> The exercise
How many lines of the data below contain the word "recycling"? Reply with the number alone.

> Records shown
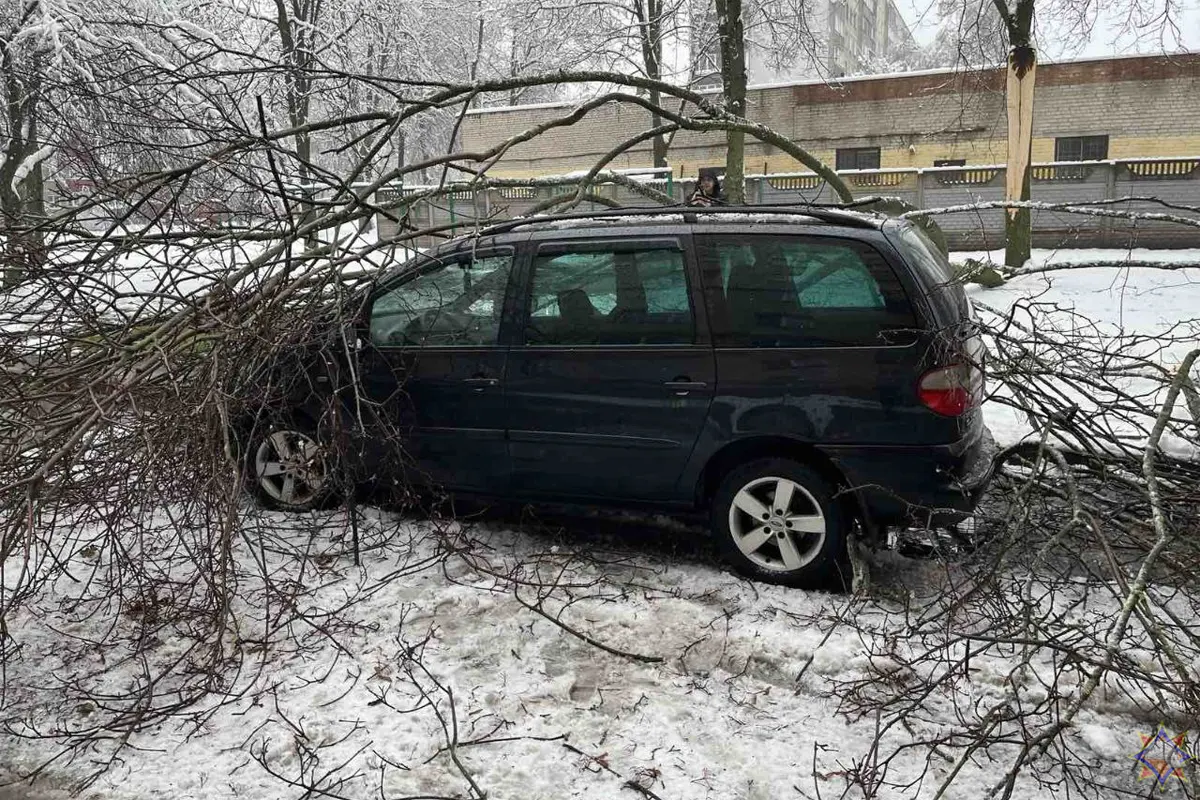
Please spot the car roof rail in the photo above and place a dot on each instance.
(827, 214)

* * *

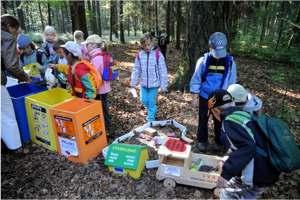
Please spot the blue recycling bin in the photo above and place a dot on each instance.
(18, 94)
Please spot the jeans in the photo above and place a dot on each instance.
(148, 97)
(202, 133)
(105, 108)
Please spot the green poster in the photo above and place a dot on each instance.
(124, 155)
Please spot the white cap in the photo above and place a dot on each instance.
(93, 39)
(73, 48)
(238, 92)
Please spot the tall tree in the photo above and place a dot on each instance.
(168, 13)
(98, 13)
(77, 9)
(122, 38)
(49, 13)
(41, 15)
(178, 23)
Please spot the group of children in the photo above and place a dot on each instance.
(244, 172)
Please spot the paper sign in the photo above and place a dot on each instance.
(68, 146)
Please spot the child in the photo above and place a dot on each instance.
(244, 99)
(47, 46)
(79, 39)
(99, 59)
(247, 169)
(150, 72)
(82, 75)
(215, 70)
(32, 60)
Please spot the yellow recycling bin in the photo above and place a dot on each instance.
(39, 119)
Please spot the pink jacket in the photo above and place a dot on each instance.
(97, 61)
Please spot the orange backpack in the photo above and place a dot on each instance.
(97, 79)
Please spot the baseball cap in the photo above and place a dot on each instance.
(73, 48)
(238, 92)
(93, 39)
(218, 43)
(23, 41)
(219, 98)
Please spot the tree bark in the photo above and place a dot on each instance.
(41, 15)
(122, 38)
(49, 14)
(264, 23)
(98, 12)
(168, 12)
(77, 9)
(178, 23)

==

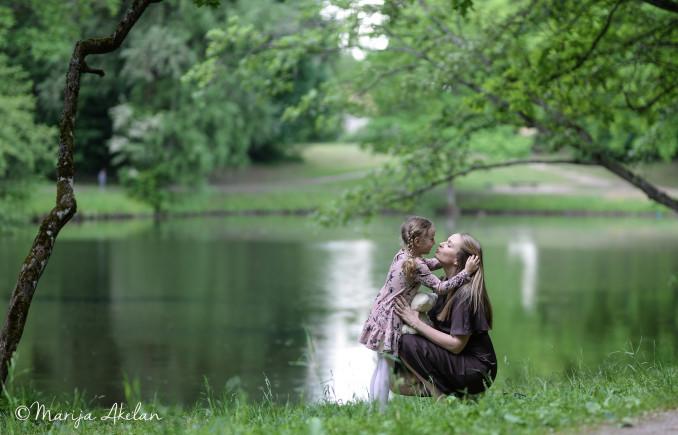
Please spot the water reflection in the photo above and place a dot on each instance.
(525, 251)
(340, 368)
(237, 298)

> Task answer
2